═══ DATA PROVIDED ═══

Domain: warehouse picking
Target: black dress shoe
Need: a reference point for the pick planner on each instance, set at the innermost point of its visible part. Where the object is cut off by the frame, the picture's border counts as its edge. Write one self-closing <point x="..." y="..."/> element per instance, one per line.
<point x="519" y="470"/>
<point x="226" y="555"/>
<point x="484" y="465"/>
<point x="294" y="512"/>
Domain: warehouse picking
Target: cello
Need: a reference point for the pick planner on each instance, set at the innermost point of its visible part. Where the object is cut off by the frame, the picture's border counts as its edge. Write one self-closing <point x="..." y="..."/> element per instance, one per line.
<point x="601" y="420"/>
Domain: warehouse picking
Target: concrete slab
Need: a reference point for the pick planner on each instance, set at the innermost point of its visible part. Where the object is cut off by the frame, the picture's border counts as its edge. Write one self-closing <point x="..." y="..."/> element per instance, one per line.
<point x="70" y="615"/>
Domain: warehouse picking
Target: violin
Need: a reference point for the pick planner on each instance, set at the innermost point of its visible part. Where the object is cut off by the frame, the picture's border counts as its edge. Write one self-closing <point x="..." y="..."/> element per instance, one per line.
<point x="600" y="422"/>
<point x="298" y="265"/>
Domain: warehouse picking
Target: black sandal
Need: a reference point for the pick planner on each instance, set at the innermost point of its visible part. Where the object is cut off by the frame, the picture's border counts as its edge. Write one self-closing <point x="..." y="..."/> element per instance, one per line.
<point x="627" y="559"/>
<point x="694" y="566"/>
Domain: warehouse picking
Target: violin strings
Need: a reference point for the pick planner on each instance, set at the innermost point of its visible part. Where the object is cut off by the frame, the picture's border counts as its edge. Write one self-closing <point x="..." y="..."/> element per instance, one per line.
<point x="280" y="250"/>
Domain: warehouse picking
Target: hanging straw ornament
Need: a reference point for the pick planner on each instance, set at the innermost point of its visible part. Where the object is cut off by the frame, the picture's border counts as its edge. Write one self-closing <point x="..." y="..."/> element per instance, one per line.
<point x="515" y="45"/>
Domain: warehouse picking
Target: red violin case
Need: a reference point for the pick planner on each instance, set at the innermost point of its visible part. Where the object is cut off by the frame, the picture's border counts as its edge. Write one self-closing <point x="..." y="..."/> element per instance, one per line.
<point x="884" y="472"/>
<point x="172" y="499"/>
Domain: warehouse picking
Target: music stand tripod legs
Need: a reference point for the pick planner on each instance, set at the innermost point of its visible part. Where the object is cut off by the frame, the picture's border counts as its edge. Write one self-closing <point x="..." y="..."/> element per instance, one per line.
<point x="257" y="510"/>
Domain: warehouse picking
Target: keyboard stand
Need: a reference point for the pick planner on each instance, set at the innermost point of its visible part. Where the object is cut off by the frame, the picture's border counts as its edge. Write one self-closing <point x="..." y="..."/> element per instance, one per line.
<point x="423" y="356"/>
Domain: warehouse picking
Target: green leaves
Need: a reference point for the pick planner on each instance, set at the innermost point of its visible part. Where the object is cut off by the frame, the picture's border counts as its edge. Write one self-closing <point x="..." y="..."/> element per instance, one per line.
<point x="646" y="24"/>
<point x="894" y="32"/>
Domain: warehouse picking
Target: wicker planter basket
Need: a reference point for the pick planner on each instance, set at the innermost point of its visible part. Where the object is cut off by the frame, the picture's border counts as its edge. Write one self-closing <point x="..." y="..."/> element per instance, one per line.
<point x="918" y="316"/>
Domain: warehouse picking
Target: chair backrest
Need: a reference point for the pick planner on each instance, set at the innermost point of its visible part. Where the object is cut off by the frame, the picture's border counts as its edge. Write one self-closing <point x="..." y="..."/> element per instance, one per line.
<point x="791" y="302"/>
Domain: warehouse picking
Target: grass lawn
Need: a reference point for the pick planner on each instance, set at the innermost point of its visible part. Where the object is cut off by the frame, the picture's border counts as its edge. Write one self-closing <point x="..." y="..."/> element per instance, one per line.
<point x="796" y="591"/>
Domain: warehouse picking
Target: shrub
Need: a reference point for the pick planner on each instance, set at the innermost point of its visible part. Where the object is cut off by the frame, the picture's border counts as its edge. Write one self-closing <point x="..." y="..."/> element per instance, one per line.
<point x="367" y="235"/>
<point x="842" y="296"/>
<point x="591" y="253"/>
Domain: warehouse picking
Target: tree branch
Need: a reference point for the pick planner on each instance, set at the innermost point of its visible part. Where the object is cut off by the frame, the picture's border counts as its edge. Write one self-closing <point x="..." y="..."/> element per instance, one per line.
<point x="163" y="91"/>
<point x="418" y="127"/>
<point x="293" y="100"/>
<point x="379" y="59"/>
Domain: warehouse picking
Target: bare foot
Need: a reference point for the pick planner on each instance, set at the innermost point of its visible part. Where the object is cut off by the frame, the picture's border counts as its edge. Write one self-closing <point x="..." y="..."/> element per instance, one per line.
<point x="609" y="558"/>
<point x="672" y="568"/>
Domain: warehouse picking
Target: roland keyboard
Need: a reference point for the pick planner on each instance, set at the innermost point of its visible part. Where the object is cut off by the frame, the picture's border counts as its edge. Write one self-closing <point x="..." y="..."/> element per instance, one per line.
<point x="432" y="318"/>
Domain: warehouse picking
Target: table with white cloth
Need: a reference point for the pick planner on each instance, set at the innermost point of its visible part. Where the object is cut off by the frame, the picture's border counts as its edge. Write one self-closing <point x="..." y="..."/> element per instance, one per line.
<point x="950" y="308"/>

═══

Output the data above exactly, please, line for line.

** OUTPUT **
Domain: warehouse picking
Target: black dress shoe
Need: a reference point for the pick planner on each instance, set at the innermost point of its visible part. Where the object is cut off by the frame, the picture's border counts as its edge. Write one self-closing <point x="..." y="..."/> element per instance, one per line.
<point x="519" y="470"/>
<point x="226" y="555"/>
<point x="484" y="465"/>
<point x="294" y="512"/>
Domain: warehouse picking
Target: cello
Need: a reference point for the pick planner on each instance, set at the innermost point of its visible part. Where the object is cut off by the frame, the picture's border counts as its edge. Write one self-closing <point x="..." y="..."/> element per instance, one per line.
<point x="601" y="420"/>
Domain: warehouse picking
Target: concrete slab
Need: a reference point for the pick planner on each instance, set at the innermost point of its visible part. Where the object is cut off by the frame, the picture's border counts as its edge. Write one self-closing <point x="..." y="..."/> element per instance, one per line.
<point x="70" y="615"/>
Domain: warehouse picking
Target: violin
Need: a reference point for the pick planner on each instance, set at the innermost point of its visible part. Where the object is cut off by the frame, the picture's border counts as its edge. Write one self-closing <point x="..." y="..."/> element per instance, one per line.
<point x="600" y="422"/>
<point x="298" y="265"/>
Domain: warehouse picking
Target: black sandal
Need: a reference point for the pick planner on each instance, set at the innermost point of its visible part. Where the object is cut off by the frame, the picture's border counts as its edge. Write one self-closing <point x="..." y="..."/> element per instance, one per line.
<point x="627" y="559"/>
<point x="694" y="566"/>
Domain: warehouse picking
Target: violin strings
Need: a reference point for the pick planner on each instance, set at the innermost point of its visible part. Where the object is cut off by the frame, the picture's border counts as its edge. Write one self-closing <point x="..." y="..."/> element per instance, one per line.
<point x="280" y="250"/>
Domain: warehouse picking
Target: hanging straw ornament
Need: a reference point for the pick planner on each instance, set at the innermost point of its visible part. Where the object is cut off by the frame, the picture's border counts as its edge. Write one self-closing <point x="..." y="..."/> element per instance, one per line.
<point x="515" y="45"/>
Domain: warehouse picking
Target: red violin case
Need: a reference point for the pick planner on each instance, set at the innermost point of its visible part. Where the object is cut off by the frame, the picture's border counts as its edge. Write one self-closing <point x="..." y="..."/> element per instance, one per line.
<point x="884" y="472"/>
<point x="172" y="499"/>
Domain: warehouse picking
Target: music stand tripod legs
Need: a reference point for the pick planner on each instance, set at the innermost point of its visible part. Where the object is cut off by the frame, the picture's border counts as its edge. Write one self-closing <point x="..." y="..."/> element per instance, one per line.
<point x="257" y="510"/>
Domain: warehouse picking
Target: keyboard stand
Need: a reference point for the pick planner on each instance, set at the innermost point of its visible part. Where the object is cut off by the frame, the picture's border counts as its edge. Write one self-closing <point x="..." y="..."/> element per instance, one per line.
<point x="423" y="356"/>
Domain: warehouse picking
Target: green leaves
Need: a reference point for the pick planner on each instance, set at the innermost point of its visible part. Where the object is cut off by the frame, the picture's border counts as its edge. Write one self-closing <point x="..." y="..."/> element per instance, one per line.
<point x="646" y="24"/>
<point x="894" y="32"/>
Domain: warehouse picking
Target: wicker planter basket
Need: a reference point for the pick planner on each instance, set at the innermost point of its visible part. Where the object is cut off by the frame, the picture's border counts as its edge. Write one self-closing <point x="..." y="..."/> element per instance, one per line.
<point x="918" y="316"/>
Domain: warehouse picking
Target: chair backrest
Need: a reference point for the pick planner on each instance, set at the innermost point of its visible part. Where the object is cut off by the frame, the picture's border counts as its edge. Write one self-closing <point x="..." y="..."/> element per instance, one per line.
<point x="791" y="302"/>
Domain: warehouse picking
Target: grass lawn
Need: a reference point for the pick planner on each instance, set at the innermost point of its visible part. Where the object is cut off by the frame, the picture's border counts as its edge. Write one self-closing <point x="..." y="..."/> element per instance, one per line.
<point x="796" y="591"/>
Domain: warehouse picking
Target: shrub
Need: a reference point for the pick planner on each instance, set at the innermost point of its visible part. Where the object is cut off by the frame, the picture's border counts as its edge. Write one self-closing <point x="..." y="..."/> element per instance, one per line.
<point x="367" y="235"/>
<point x="842" y="296"/>
<point x="591" y="253"/>
Domain: warehouse picking
Target: tree branch
Need: a reference point for the pick planner on each instance, set at the innermost point of its visible part. Where the object is cut off by the frame, the picture's border counts as its edge. Write one self-closing <point x="..." y="..."/> element per instance, one per line.
<point x="163" y="91"/>
<point x="418" y="127"/>
<point x="293" y="100"/>
<point x="379" y="59"/>
Domain: warehouse picking
Target: bare foot
Need: a reference point for the pick planner on each instance, set at the innermost point of its visible part. Where the object is cut off by the frame, the picture's border counts as its edge. Write one self-closing <point x="..." y="..."/> element per instance, one per line.
<point x="609" y="558"/>
<point x="672" y="568"/>
Domain: warehouse picking
Target: roland keyboard
Need: a reference point for the pick planner on each instance, set at the innermost point of its visible part. Where the object is cut off by the frame, the picture's border counts as its edge. Write one self-closing <point x="..." y="..."/> element per instance, one per line.
<point x="432" y="318"/>
Domain: warehouse picking
Target: table with white cloth
Need: a reference point for the pick planner on each instance, set at the innermost point of its visible part. Where the object is cut off by the frame, the picture's border counts as its edge. Write one self-closing <point x="..." y="..."/> element per instance, one per line.
<point x="950" y="308"/>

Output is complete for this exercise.